# ASSIGNMENT
When you reach the line containing "Target: rock face" in the records below, start copying exactly, and stop once you have copied the line containing "of the ivy-covered".

# RECORDS PROVIDED
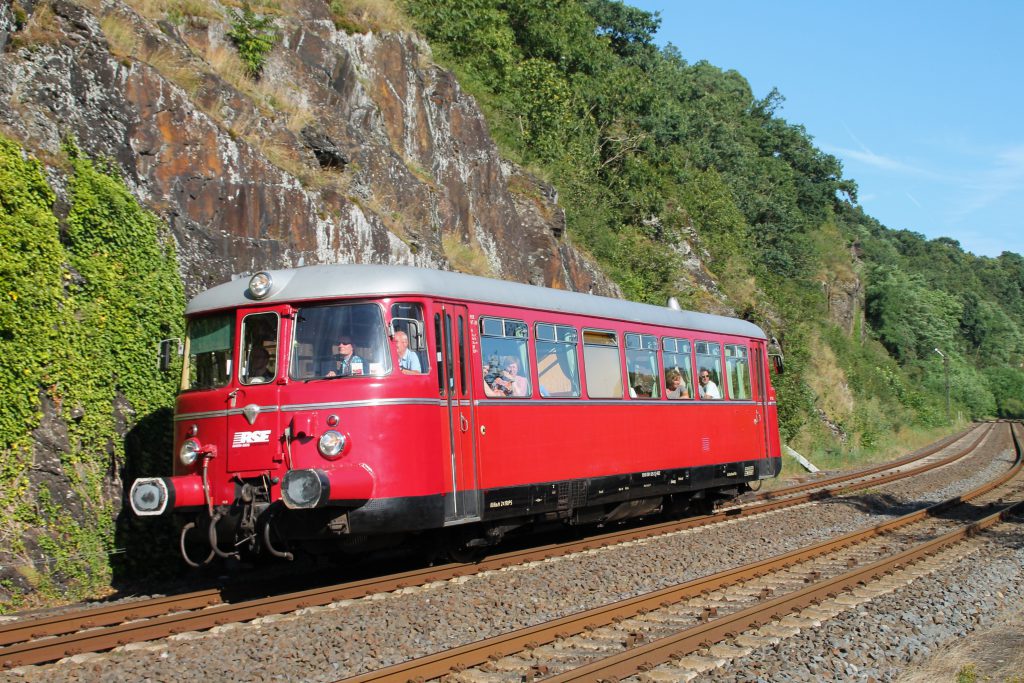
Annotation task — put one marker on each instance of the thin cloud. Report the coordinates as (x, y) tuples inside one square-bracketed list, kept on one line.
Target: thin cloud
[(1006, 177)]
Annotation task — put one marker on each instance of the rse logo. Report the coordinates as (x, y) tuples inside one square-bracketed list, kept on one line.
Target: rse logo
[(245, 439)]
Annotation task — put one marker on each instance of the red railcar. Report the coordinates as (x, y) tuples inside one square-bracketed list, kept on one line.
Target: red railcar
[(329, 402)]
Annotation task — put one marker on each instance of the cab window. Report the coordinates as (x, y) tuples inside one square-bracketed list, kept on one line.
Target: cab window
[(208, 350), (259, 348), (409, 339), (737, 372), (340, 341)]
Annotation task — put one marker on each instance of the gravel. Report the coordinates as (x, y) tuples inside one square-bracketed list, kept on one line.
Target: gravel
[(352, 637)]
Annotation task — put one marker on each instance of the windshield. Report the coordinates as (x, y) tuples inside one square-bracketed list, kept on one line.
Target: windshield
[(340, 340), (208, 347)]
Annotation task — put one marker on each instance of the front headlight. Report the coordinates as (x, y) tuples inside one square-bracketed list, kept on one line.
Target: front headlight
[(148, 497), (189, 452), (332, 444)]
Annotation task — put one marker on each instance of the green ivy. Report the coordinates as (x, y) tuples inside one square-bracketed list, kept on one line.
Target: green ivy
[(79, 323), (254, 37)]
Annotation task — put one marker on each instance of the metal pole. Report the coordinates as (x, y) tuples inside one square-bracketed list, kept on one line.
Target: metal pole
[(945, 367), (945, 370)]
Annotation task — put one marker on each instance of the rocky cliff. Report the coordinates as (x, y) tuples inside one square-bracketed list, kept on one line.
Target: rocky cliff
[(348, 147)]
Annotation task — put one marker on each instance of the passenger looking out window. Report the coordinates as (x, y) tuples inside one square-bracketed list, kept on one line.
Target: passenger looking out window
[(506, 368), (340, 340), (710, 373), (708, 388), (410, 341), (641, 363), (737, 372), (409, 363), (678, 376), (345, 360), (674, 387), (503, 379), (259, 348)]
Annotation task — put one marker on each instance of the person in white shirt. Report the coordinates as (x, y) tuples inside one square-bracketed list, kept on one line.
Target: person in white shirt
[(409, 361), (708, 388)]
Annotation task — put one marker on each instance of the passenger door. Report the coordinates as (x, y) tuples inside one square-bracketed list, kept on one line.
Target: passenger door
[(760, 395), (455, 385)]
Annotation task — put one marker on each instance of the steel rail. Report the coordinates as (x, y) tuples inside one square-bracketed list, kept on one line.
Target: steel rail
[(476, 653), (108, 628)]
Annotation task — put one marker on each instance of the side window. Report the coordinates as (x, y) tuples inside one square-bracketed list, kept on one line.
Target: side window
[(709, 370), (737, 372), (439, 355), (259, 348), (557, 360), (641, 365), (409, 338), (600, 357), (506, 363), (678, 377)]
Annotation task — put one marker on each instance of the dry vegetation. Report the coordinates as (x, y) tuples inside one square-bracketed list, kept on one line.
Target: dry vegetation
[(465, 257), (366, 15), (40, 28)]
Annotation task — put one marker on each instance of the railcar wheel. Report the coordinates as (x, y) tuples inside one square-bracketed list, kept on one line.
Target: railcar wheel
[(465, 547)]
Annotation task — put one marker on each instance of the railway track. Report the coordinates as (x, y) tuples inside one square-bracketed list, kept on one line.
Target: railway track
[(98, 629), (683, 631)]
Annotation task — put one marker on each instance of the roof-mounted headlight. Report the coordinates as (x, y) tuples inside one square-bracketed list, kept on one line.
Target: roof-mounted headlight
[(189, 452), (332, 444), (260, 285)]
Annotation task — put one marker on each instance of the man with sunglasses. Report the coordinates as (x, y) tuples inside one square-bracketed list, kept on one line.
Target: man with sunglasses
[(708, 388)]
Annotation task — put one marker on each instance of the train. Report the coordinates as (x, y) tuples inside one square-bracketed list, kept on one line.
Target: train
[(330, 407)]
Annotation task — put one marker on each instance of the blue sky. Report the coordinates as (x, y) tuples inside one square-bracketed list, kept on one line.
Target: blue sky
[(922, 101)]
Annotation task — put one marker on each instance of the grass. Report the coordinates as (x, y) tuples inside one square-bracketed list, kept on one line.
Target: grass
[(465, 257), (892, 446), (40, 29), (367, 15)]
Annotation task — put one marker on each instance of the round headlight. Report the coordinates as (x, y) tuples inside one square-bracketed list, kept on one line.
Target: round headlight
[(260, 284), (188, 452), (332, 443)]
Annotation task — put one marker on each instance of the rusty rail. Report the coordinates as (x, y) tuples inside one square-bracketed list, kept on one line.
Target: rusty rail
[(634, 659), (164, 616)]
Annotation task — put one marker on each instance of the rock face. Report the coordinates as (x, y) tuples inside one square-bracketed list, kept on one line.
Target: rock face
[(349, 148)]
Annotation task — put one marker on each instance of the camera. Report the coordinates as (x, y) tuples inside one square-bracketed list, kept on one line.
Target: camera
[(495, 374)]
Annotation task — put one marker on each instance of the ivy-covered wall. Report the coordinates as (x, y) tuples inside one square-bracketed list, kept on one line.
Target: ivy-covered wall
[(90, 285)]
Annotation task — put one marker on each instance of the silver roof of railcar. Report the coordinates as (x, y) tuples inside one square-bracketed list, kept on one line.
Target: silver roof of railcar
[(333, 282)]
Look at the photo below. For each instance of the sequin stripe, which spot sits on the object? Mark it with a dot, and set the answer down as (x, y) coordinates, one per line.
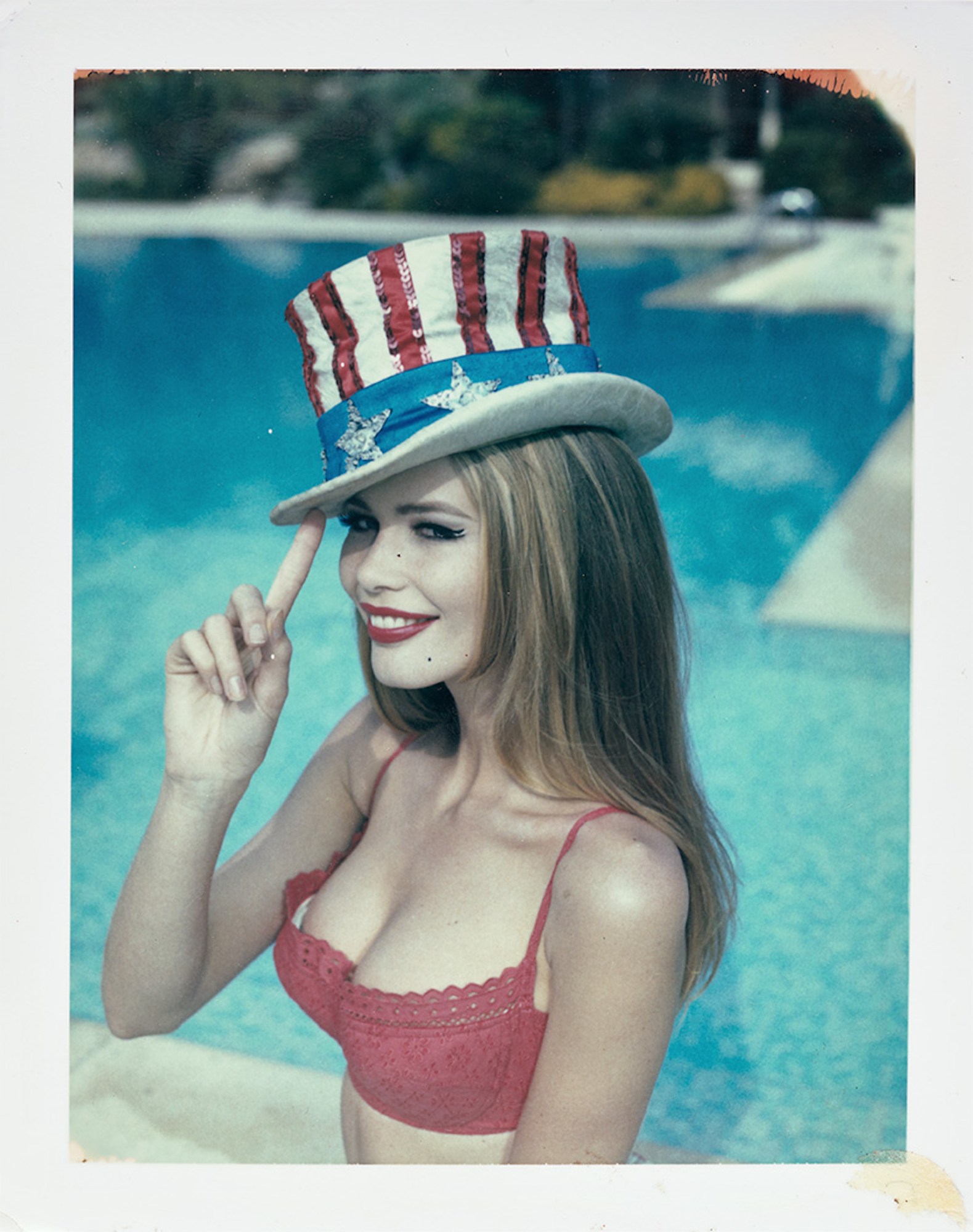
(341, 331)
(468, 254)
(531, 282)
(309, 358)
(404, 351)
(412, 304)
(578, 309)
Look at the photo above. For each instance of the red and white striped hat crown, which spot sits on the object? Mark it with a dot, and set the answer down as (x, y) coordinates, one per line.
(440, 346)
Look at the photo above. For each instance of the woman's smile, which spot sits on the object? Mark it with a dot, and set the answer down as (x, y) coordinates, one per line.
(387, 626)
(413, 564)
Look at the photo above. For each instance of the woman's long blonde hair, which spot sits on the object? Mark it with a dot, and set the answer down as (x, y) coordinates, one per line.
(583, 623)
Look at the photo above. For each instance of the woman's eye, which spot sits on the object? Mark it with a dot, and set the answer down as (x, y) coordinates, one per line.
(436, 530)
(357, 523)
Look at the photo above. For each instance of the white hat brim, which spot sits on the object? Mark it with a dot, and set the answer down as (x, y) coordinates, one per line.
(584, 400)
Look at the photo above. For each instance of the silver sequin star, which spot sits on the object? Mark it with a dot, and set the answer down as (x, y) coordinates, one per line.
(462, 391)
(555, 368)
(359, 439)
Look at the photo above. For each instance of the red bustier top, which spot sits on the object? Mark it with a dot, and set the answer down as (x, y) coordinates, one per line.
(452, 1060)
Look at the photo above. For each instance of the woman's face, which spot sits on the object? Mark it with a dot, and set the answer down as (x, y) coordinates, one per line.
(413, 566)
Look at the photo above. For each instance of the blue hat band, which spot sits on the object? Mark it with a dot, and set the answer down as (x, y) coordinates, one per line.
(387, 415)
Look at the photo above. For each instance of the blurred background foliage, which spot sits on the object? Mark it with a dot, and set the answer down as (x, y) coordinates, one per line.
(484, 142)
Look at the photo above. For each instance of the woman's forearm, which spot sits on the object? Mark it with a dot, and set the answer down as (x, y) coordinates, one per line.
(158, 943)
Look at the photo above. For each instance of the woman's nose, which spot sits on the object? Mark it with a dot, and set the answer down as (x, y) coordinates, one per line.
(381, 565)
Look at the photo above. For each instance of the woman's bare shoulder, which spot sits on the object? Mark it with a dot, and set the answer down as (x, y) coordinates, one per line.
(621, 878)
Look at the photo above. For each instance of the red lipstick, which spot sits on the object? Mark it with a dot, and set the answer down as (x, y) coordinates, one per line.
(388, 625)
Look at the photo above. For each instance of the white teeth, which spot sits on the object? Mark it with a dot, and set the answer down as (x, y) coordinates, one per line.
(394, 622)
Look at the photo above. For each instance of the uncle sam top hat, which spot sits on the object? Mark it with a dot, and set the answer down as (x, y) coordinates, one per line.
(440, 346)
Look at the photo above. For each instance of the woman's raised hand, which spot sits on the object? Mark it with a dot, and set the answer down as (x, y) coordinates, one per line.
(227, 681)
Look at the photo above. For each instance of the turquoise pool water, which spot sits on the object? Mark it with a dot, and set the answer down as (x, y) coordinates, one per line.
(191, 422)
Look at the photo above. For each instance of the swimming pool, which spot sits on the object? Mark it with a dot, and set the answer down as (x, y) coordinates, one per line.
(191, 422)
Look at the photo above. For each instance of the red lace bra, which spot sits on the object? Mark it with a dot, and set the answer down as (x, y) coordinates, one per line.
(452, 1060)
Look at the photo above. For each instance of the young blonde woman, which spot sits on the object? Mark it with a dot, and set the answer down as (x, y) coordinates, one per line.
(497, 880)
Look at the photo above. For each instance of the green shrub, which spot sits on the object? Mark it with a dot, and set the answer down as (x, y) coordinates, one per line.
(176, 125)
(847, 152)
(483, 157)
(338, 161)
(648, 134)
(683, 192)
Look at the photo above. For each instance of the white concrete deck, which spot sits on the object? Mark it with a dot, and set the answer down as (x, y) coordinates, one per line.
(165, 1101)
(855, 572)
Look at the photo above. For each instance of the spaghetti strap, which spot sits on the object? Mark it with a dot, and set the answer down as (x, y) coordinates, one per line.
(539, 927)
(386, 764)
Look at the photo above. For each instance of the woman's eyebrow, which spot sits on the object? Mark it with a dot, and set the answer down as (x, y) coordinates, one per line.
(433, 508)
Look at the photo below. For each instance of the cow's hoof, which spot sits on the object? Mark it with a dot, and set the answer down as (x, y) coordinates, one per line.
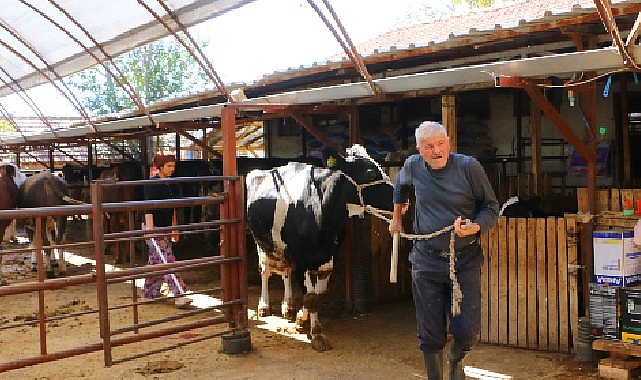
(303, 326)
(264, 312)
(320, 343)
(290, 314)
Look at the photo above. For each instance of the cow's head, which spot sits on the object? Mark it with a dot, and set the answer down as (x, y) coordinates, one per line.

# RESPONSE TO THIS TASK
Target: rock face
[(349, 148)]
Annotation task — put one marker on each instance of the camera. Report the coordinates as (x, y) tuples inside one square-bracketed list, kept on one line.
Target: camera
[(495, 374)]
Annotation task — put one marker on each instance of the ivy-covered wall. Report the coordinates as (x, y) tuples inside one square-bracketed list, kept on one line.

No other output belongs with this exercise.